*Goal*: Gather every line in the records below that contains the string "target", and copy each such line in full.

*Material supplied*:

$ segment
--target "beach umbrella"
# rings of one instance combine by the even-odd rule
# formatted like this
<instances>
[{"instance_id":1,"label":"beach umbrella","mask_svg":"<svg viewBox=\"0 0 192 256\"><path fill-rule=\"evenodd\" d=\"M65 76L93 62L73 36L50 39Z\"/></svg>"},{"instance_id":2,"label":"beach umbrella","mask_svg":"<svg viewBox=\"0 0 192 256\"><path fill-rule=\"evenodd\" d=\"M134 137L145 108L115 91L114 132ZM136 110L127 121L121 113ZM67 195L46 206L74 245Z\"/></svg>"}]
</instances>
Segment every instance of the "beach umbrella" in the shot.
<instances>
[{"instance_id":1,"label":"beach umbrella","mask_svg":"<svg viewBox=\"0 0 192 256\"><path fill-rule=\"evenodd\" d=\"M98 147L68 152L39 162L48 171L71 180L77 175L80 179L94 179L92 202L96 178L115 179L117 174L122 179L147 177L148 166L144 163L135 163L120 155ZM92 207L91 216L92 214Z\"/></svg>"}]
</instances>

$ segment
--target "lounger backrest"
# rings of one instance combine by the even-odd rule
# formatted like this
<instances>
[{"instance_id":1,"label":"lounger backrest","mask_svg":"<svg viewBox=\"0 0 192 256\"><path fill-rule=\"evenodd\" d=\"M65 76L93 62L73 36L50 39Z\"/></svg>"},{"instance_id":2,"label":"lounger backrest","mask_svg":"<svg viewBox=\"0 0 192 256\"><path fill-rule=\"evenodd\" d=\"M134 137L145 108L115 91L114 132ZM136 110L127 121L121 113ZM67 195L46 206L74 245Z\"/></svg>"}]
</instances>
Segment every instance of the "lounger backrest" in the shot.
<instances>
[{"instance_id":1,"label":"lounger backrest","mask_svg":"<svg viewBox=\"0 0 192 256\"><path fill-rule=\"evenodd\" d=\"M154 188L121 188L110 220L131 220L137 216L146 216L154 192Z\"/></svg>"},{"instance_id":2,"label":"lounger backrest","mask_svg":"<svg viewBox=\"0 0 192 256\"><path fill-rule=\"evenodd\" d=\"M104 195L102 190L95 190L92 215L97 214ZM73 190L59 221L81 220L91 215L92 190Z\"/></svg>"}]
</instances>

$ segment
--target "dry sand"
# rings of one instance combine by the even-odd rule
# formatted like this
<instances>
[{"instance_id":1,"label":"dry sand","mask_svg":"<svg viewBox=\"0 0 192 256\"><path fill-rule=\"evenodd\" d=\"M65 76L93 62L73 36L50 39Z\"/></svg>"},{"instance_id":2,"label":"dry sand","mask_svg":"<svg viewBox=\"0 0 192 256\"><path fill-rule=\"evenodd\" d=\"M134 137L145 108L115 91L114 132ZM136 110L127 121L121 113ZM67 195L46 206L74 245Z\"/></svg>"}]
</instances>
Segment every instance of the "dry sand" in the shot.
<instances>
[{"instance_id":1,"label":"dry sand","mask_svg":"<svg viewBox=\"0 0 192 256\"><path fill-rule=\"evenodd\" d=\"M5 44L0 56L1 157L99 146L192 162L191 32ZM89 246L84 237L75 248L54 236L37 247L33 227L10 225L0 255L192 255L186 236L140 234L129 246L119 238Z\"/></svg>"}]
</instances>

*Problem solution*:
--target "beach umbrella"
--target "lounger backrest"
--target "dry sand"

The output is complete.